YOUR INSTRUCTIONS: Rewrite the stretch of the listing from the line containing "In this exercise you will tag the power" through the line containing "Target: power line", replacing "power line" with "utility cable" and changing nothing else. Leave the pictures out of your answer.

RECORD EXTRACTS:
%%

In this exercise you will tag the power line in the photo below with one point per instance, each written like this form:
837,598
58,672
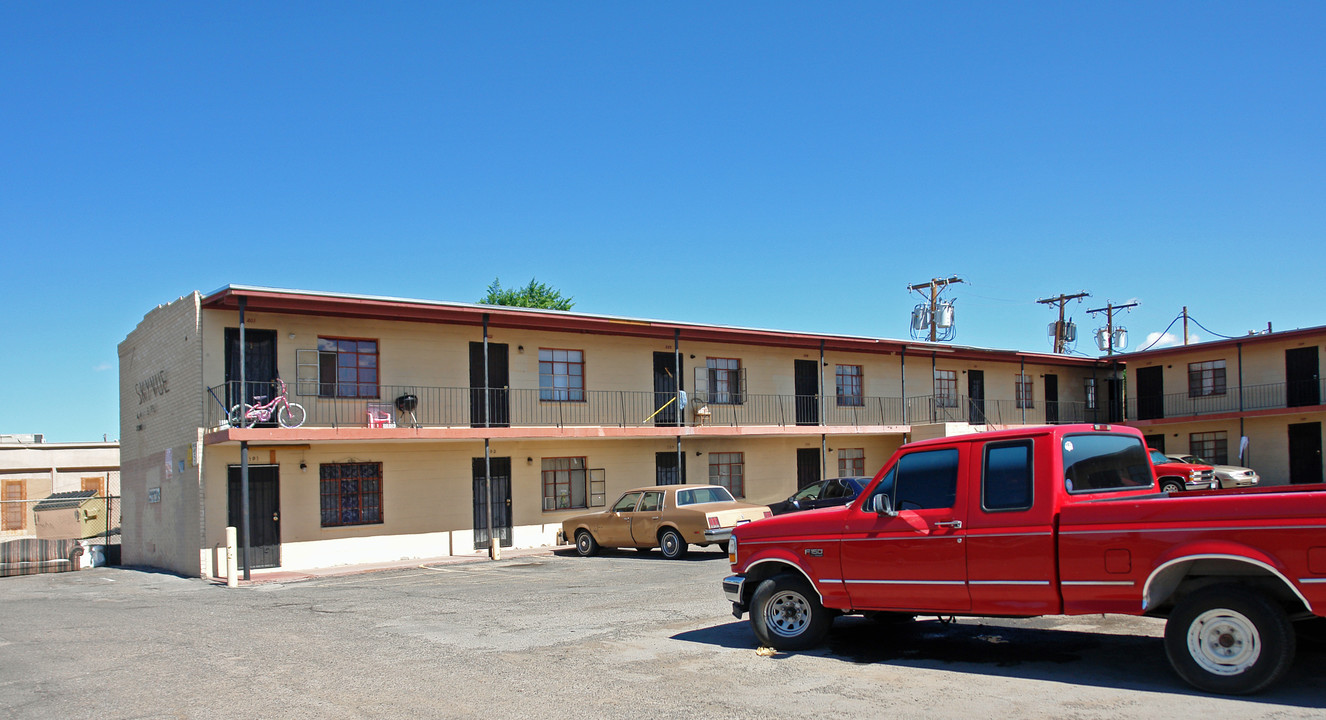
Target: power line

%%
%%

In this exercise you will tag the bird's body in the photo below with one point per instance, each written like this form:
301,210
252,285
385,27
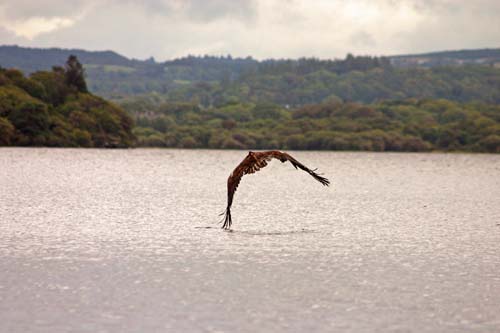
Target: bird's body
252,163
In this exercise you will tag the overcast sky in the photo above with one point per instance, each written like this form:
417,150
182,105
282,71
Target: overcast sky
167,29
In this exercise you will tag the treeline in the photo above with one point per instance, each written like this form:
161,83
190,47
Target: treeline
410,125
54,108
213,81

%%

REPLY:
In this exercise you will tag the utility cable in the photo below with one point per instance, each written like this form:
837,598
58,672
Target: utility cable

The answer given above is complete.